» WHAT NEEDS TO BE DONE
Render every line of the records below as a numbered list, skipping blank lines and leaving the pictures out.

» SOURCE DATA
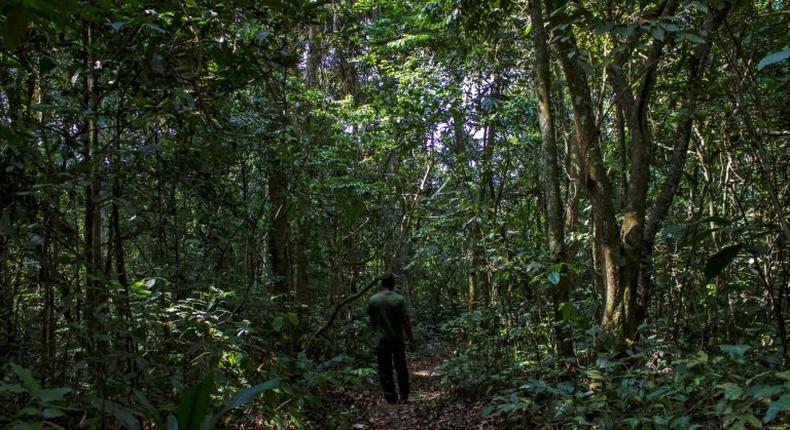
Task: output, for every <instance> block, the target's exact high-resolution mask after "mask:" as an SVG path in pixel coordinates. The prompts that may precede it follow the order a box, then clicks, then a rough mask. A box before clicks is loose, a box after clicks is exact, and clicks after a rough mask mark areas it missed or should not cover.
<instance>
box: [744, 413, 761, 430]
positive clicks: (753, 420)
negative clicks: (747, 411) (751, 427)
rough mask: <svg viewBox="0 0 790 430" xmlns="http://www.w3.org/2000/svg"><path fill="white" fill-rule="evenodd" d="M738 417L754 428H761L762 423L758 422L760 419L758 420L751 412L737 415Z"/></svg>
mask: <svg viewBox="0 0 790 430" xmlns="http://www.w3.org/2000/svg"><path fill="white" fill-rule="evenodd" d="M738 419H739V420H741V421H743V422H745V423H748V424H750V425H751V426H752V427H754V428H758V429H759V428H763V424H762V423H761V422H760V420H758V419H757V417H755V416H754V415H752V414H743V415H738Z"/></svg>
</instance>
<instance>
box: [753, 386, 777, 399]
mask: <svg viewBox="0 0 790 430" xmlns="http://www.w3.org/2000/svg"><path fill="white" fill-rule="evenodd" d="M784 390H785V388H784V386H782V385H760V386H757V387H752V397H754V398H755V399H762V398H771V397H773V396H775V395H777V394H779V393H781V392H783V391H784Z"/></svg>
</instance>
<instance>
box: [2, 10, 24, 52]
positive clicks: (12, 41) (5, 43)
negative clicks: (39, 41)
mask: <svg viewBox="0 0 790 430" xmlns="http://www.w3.org/2000/svg"><path fill="white" fill-rule="evenodd" d="M27 23H28V19H27V13H25V9H24V8H23V7H22V6H19V5H17V6H15V7H14V8H12V9H11V11H10V12H8V14H7V15H6V17H5V27H4V28H3V42H4V43H5V47H6V48H8V49H15V48H18V47H19V45H21V44H22V41H24V40H25V33H26V32H27Z"/></svg>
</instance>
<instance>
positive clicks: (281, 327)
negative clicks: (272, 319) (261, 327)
mask: <svg viewBox="0 0 790 430" xmlns="http://www.w3.org/2000/svg"><path fill="white" fill-rule="evenodd" d="M284 324H285V318H283V316H282V315H280V316H277V317H275V318H274V320H272V328H273V329H274V331H276V332H279V331H281V330H282V329H283V325H284Z"/></svg>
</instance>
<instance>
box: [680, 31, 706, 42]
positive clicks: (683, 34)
mask: <svg viewBox="0 0 790 430" xmlns="http://www.w3.org/2000/svg"><path fill="white" fill-rule="evenodd" d="M679 34H680V37H681V38H683V39H686V40H688V41H689V42H692V43H705V39H703V38H702V37H700V35H698V34H695V33H687V32H683V33H679Z"/></svg>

» WRITTEN RESPONSE
1. Task: output, for every <instance> block, the target's exact high-resolution mask after "mask:" as an SVG path in pixel coordinates. The prompts that may precede it follow the order a box, then clicks, then a rough mask. A box before clicks is loose, a box after clicks is exact, and clicks after a rough mask mark areas it missed or should not cover.
2. <instance>
3. box: [744, 413, 761, 430]
4. positive clicks: (753, 420)
5. negative clicks: (747, 411) (751, 427)
6. rough mask: <svg viewBox="0 0 790 430" xmlns="http://www.w3.org/2000/svg"><path fill="white" fill-rule="evenodd" d="M738 417L754 428H761L762 423L758 422L760 419L758 420L751 412L737 415Z"/></svg>
7. mask: <svg viewBox="0 0 790 430" xmlns="http://www.w3.org/2000/svg"><path fill="white" fill-rule="evenodd" d="M738 419H739V420H741V421H743V422H745V423H748V424H750V425H751V426H752V427H754V428H758V429H759V428H763V424H762V423H761V422H760V420H758V419H757V417H755V416H754V415H752V414H743V415H738Z"/></svg>
8. </instance>
9. <instance>
10. box: [753, 386, 777, 399]
11. mask: <svg viewBox="0 0 790 430" xmlns="http://www.w3.org/2000/svg"><path fill="white" fill-rule="evenodd" d="M784 390H785V388H784V386H782V385H760V386H757V387H752V397H754V398H755V399H762V398H771V397H773V396H775V395H777V394H779V393H781V392H783V391H784Z"/></svg>
12. </instance>
13. <instance>
14. box: [2, 10, 24, 52]
15. positive clicks: (12, 41) (5, 43)
16. negative clicks: (39, 41)
17. mask: <svg viewBox="0 0 790 430" xmlns="http://www.w3.org/2000/svg"><path fill="white" fill-rule="evenodd" d="M27 23H28V19H27V13H25V9H24V8H23V7H22V6H19V5H17V6H15V7H14V8H12V9H11V11H10V12H8V14H7V15H6V17H5V27H4V28H3V42H4V43H5V47H6V48H8V49H15V48H18V47H19V45H21V44H22V41H24V40H25V33H26V32H27Z"/></svg>
18. </instance>
19. <instance>
20. positive clicks: (281, 327)
21. negative clicks: (272, 319) (261, 327)
22. mask: <svg viewBox="0 0 790 430" xmlns="http://www.w3.org/2000/svg"><path fill="white" fill-rule="evenodd" d="M284 324H285V318H283V316H282V315H280V316H277V317H275V318H274V320H272V328H273V329H274V331H276V332H279V331H281V330H282V329H283V325H284Z"/></svg>
23. </instance>
24. <instance>
25. box: [680, 31, 706, 42]
26. positive clicks: (683, 34)
27. mask: <svg viewBox="0 0 790 430" xmlns="http://www.w3.org/2000/svg"><path fill="white" fill-rule="evenodd" d="M679 34H680V37H681V38H683V39H686V40H688V41H689V42H692V43H705V39H703V38H702V37H700V35H698V34H695V33H687V32H683V33H679Z"/></svg>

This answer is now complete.